**DIRECTIONS FOR THIS TASK:**
Where the line containing "of the rock" appears in the records below, begin there and output each line verbatim through the last line.

**STUDY MATERIAL:**
[Start of Attachment]

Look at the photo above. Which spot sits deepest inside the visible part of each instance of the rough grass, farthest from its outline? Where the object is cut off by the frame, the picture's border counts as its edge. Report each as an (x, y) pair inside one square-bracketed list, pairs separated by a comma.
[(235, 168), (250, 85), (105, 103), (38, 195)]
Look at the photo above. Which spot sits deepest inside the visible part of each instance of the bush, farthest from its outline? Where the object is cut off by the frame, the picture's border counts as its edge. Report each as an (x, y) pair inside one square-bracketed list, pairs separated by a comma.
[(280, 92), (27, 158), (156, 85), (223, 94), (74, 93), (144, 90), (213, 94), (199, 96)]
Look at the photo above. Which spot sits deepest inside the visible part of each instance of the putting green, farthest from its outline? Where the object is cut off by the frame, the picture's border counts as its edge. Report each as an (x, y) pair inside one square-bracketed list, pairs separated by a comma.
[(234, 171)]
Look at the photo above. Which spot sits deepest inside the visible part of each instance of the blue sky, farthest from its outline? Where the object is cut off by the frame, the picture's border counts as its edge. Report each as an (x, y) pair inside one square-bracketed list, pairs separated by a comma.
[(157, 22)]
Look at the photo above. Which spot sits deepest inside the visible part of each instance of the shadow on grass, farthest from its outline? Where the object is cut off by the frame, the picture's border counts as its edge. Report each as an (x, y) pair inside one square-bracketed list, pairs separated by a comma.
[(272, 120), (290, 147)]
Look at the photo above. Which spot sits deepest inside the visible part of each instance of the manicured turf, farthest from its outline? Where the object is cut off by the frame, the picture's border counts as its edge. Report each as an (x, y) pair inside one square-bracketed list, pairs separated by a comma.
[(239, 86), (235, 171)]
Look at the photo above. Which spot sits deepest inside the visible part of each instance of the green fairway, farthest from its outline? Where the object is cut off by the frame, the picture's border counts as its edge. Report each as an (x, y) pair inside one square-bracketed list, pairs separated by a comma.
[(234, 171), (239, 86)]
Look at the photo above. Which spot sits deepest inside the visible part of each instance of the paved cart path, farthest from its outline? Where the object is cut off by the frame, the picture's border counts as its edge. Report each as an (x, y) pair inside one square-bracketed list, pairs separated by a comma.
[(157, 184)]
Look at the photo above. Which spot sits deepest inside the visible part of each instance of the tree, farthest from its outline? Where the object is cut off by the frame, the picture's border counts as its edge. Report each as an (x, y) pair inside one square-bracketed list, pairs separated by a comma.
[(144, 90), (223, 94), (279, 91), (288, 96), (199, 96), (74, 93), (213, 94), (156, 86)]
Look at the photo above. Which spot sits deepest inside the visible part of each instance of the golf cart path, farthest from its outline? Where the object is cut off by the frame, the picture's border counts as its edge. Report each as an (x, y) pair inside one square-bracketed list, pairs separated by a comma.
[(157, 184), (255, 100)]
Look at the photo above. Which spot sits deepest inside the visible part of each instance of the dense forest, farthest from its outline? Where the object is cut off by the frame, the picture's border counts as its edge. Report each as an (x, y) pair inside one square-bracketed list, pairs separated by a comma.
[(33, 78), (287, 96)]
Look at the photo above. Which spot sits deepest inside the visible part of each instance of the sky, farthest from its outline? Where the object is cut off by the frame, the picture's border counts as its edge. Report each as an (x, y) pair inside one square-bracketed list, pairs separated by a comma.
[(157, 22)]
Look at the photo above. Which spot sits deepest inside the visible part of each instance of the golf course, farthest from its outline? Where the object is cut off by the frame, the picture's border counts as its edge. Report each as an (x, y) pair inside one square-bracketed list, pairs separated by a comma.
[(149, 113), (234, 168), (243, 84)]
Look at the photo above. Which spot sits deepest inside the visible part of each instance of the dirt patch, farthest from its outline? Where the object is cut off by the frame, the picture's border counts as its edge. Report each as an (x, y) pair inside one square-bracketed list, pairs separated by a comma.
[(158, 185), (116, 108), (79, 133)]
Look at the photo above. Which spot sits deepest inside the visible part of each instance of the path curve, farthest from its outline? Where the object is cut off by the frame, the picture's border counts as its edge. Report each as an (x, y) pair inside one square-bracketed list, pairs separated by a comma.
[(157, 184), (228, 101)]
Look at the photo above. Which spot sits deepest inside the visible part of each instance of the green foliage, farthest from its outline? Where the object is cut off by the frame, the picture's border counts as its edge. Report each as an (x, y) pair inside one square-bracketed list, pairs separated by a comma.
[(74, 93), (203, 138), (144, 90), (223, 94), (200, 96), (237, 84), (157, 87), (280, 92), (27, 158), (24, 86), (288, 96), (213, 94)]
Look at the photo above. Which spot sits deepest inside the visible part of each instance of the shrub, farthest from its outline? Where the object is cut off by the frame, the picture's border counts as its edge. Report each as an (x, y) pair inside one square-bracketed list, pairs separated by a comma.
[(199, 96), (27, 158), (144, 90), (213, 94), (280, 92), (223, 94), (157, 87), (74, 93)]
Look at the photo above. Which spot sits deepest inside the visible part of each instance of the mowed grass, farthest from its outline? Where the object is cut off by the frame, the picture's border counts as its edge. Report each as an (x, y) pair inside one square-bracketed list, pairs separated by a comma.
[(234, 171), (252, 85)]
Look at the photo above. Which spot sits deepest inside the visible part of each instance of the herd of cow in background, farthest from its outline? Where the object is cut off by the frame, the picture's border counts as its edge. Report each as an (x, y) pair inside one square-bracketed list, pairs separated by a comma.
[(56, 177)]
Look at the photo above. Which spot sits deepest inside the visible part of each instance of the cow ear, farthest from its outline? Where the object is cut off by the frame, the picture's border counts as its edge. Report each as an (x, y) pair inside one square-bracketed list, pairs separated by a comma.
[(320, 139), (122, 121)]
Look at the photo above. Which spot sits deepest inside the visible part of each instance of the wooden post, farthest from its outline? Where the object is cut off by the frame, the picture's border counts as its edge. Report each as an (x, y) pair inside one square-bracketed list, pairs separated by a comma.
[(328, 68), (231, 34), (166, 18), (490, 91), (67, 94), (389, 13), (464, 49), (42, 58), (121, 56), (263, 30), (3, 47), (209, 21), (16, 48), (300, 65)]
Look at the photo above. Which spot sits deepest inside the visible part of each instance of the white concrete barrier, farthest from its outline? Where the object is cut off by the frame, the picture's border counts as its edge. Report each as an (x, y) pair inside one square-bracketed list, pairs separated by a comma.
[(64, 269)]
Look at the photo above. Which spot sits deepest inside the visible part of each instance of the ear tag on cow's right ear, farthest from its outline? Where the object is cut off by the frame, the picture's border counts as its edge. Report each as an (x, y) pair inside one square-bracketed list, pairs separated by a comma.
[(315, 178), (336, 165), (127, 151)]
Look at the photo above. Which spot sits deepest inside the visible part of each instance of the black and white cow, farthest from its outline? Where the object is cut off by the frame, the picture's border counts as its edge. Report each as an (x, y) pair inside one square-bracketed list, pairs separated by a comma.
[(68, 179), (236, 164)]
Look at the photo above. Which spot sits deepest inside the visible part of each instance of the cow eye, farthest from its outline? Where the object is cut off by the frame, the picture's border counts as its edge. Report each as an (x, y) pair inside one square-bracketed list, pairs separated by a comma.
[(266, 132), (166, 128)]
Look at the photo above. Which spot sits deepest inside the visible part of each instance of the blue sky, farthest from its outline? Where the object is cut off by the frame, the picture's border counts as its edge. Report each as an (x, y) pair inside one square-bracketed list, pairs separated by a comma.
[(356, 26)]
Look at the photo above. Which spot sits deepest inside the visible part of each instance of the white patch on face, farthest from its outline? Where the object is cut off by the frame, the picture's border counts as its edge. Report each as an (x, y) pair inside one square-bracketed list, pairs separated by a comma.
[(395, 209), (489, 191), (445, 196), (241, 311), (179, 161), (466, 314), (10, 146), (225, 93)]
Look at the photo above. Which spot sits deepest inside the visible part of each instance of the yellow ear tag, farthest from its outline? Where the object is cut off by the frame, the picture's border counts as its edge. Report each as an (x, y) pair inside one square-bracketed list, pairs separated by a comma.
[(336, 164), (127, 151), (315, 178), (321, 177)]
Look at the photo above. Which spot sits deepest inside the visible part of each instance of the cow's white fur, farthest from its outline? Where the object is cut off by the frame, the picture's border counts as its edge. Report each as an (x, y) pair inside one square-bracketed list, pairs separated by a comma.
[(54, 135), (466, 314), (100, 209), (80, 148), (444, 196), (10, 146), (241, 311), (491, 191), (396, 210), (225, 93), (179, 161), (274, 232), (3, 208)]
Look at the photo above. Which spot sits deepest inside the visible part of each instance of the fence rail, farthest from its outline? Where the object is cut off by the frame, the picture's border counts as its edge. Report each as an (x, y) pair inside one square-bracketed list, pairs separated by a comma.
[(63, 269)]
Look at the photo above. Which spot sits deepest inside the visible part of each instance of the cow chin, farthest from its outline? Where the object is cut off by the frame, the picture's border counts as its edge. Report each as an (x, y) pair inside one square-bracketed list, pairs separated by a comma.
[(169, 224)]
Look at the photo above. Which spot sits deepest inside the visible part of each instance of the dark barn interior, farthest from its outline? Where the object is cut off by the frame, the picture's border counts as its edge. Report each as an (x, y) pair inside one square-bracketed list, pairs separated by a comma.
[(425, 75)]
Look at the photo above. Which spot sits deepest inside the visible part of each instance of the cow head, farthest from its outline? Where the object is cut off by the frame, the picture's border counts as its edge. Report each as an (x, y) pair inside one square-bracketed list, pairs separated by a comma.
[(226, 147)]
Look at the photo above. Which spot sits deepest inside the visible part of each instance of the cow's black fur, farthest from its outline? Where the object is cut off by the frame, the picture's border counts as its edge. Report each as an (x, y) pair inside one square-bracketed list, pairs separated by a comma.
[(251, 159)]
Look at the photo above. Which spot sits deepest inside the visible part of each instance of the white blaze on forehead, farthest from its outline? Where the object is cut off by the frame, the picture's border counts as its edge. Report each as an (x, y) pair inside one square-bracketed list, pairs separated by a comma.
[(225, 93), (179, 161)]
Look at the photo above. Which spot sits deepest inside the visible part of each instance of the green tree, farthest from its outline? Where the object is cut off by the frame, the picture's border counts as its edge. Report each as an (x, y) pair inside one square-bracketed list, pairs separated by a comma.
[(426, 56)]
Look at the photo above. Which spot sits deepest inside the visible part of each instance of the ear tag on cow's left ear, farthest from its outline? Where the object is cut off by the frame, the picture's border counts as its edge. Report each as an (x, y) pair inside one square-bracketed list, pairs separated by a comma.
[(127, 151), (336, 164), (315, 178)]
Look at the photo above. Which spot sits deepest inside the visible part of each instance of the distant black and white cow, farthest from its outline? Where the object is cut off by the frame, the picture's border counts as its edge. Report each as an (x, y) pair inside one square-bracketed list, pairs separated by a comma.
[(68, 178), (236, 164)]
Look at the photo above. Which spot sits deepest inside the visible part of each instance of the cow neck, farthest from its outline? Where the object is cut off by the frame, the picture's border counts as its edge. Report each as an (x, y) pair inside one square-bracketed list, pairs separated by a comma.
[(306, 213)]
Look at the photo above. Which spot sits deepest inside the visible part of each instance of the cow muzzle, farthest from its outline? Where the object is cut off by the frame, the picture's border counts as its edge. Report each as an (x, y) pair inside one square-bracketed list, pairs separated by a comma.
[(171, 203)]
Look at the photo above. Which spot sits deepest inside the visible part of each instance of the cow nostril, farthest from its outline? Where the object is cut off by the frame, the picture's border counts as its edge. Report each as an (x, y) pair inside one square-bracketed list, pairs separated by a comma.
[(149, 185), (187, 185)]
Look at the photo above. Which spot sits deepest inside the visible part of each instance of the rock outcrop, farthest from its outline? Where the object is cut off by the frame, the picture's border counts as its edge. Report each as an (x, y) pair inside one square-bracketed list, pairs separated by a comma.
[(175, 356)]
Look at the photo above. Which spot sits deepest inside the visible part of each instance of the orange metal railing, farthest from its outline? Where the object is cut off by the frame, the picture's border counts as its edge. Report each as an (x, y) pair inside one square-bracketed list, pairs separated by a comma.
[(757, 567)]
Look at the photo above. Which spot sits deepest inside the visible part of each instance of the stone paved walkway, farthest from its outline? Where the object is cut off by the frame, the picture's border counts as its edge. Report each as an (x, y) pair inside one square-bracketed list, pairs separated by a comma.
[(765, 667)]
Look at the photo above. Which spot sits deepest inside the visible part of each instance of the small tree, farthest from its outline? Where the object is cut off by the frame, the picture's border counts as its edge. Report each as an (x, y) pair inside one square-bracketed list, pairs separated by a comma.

[End of Attachment]

**OUTPUT OF THE EXERCISE:**
Look at the photo above. Which spot sits deepest inside the visible part of each instance of the rock outcrop, farthest from its outline? Where the object is cut off by the frame, the picture's border counts as its edge. Report each as an (x, y) pair inside one square-bracketed list, pairs separated by a comma.
[(175, 356)]
Look at the photo above. Which spot sits deepest inside the visible part of each instance of the orange metal railing, farthest from its outline? Where the object is cut off by the frame, the picture's border counts as its edge. Report each as an (x, y) pair inside one square-bracketed list, pairs separated by a comma.
[(757, 567)]
Look at the photo above. Which spot sits deepest inside the visible part of each instance of the stone paved walkway, farthest from its outline? Where the object is cut off by the frame, the picture's border counts as its edge. Report each as an (x, y) pair inside one square-bracketed list, pairs separated by a comma.
[(765, 667)]
Look at the photo above. Which spot sits deepest inside the visible part of each instance of the small tree, farthest from its outline? Where the object is cut off by the frame, the picture's border counts as its edge. Report each as an (x, y) pair inside one square-bracketed list, pairs separated by a comma.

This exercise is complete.